What is expected: Below are some records. How many of their lines contain the string "hiking"? Answer with the number alone.

----------------------------------------

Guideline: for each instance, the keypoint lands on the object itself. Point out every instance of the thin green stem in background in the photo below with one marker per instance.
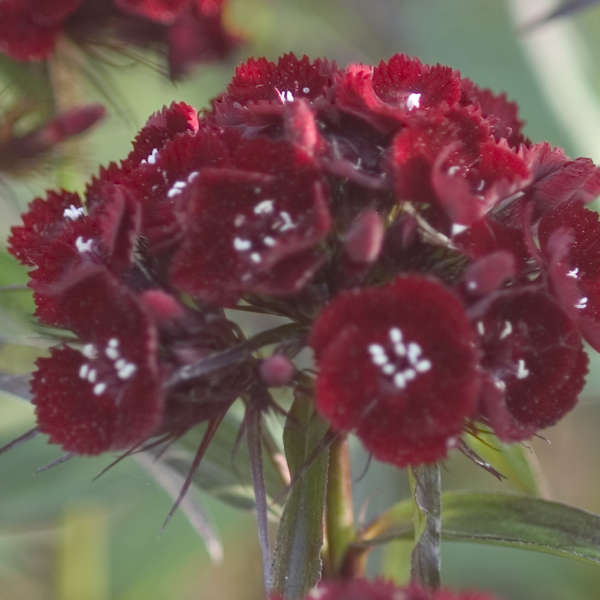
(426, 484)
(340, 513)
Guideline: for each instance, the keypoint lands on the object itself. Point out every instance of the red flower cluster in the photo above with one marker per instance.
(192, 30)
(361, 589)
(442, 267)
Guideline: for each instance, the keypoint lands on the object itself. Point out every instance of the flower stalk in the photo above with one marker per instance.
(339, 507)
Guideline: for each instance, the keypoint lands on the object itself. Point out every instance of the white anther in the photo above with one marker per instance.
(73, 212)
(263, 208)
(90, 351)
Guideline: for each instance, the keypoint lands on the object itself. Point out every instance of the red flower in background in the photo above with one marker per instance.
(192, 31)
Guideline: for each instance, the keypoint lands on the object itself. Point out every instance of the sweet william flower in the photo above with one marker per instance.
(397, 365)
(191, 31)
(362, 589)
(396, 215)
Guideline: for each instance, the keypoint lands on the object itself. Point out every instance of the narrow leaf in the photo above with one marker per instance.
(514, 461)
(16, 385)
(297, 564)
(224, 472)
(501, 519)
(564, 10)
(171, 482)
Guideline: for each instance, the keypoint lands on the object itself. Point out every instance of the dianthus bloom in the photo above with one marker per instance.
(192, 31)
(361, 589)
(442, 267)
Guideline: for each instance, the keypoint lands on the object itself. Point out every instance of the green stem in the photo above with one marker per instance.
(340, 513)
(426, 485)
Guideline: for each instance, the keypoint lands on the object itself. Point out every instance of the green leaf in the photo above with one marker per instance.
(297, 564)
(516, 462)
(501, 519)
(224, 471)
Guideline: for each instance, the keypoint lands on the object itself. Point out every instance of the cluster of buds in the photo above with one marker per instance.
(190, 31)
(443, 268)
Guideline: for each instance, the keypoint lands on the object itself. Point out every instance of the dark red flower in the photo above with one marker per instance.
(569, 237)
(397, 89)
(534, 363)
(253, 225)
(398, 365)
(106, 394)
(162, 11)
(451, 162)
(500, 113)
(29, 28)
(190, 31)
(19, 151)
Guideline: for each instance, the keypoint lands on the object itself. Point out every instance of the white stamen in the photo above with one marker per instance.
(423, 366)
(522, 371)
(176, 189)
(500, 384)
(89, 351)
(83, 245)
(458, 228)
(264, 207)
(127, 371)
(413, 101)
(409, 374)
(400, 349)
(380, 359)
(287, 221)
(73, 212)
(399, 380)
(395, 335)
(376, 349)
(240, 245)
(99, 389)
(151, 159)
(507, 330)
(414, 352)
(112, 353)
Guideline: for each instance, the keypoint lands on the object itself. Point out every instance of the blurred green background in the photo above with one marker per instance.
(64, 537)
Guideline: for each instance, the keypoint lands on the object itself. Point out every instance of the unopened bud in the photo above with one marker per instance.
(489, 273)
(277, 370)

----------------------------------------

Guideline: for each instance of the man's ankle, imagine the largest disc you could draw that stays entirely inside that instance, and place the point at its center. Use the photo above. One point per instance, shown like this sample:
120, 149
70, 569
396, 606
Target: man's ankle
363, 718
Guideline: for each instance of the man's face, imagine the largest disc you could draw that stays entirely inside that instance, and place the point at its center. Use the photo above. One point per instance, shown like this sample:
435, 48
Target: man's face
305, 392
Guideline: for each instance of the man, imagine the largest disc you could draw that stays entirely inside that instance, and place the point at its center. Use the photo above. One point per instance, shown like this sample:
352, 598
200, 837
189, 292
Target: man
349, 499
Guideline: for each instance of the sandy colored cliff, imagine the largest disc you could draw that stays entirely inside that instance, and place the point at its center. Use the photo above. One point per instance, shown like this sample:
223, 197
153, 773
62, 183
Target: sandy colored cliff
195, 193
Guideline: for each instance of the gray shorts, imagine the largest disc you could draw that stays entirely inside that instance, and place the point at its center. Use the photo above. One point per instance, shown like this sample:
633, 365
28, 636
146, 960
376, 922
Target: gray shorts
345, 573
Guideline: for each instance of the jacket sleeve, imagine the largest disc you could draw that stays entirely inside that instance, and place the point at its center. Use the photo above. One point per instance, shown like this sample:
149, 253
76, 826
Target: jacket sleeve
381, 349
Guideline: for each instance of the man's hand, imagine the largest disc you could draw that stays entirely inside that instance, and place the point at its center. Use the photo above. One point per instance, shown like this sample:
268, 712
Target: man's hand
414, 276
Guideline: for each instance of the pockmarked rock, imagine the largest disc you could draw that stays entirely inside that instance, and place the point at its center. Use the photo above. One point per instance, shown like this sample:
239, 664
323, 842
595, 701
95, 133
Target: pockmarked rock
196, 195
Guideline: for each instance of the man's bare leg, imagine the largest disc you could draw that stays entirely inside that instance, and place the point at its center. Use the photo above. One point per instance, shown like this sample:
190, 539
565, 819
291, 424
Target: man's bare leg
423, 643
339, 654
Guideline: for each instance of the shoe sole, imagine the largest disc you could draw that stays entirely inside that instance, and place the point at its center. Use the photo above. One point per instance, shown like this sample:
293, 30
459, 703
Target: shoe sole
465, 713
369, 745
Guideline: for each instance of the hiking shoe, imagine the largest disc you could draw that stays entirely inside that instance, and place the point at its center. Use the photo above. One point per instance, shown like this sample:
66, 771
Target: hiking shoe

----------------------------------------

Result of the exercise: 2